Three research projects at DTU have been awarded a total of DKK 50 million from Innovation Fund Denmark. These are so-called Grand Solution projects aimed at creating sustainable solutions within biotech, biological plant protection in agriculture and biodegradation of plastics.

Biological plant protection

The largest grant of DKK 26 million is awarded to the project Smarter AgroBiological Screening (SABS). The project is managed by Steffen Ernst from DTU Bioengineering, and aims to improve technologies for finding biofungicides, natural microorganisms that can protect plants from fungal diseases.

SABS will develop a new paradigm for screening large collections of microorganisms by combining automated tests and characterization methods with lab-based evolutionary technology and artificial intelligence to find the best organisms. These organisms can then either become a product themselves or make molecules that can be formulated into the final biofungicide product.

The project is a collaboration between DTU Bioengineering and the agricultural science company FMC. DTU contributes expertise in microbiology, genomics, metabolomics, automation and AI, while FMC contributes knowledge of plant protection, testing in greenhouses and fields, and experience with scaling up and formulating biological plant protection products.

- TASK REQUIREMENTS:
(A) According to the grant announcement, what areas of expertise does DTU contribute to the SABS collaboration? List them all.
(B) Reproduce the grant announcement word for word, starting with "The project is a" and going on through "plant protection products.".
The listing comes from a separate source, not from the grant announcement.

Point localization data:
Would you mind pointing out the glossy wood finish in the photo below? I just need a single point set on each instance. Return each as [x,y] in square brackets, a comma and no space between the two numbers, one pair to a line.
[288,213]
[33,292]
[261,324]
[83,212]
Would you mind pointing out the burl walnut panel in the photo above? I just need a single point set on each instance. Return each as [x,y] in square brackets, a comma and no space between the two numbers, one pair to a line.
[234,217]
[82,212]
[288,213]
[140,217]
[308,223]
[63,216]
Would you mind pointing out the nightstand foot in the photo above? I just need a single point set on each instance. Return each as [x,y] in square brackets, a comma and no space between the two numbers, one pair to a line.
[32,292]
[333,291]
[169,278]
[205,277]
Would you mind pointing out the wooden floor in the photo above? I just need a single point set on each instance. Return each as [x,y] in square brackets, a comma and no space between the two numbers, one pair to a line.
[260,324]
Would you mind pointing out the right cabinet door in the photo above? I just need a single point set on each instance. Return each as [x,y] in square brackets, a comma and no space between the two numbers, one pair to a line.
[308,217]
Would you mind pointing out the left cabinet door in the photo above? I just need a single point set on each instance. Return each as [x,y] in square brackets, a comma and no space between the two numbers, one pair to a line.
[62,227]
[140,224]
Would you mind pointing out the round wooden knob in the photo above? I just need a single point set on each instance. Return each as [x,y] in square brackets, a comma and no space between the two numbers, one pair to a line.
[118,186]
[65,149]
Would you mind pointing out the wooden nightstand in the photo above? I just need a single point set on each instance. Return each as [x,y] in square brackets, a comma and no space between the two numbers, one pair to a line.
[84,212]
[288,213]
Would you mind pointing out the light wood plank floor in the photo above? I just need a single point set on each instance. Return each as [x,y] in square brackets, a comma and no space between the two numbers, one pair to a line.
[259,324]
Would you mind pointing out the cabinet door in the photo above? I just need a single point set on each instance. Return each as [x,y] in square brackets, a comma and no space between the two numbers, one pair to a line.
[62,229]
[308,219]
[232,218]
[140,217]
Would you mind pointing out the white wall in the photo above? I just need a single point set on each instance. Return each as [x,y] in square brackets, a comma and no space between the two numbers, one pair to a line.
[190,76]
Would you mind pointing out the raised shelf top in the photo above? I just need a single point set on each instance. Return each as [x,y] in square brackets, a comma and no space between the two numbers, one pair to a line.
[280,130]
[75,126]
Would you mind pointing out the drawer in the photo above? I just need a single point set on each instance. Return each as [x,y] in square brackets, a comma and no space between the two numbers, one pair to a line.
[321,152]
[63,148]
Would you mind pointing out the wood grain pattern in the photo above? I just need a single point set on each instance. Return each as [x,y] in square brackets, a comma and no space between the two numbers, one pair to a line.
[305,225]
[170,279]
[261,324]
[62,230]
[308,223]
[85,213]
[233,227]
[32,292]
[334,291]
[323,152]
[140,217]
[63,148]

- EXERCISE SOLUTIONS:
(A)
- Microbiology
- Genomics
- Metabolomics
- Automation
- AI

(B)
The project is a collaboration between DTU Bioengineering and the agricultural science company FMC. DTU contributes expertise in microbiology, genomics, metabolomics, automation and AI, while FMC contributes knowledge of plant protection, testing in greenhouses and fields, and experience with scaling up and formulating biological plant protection products.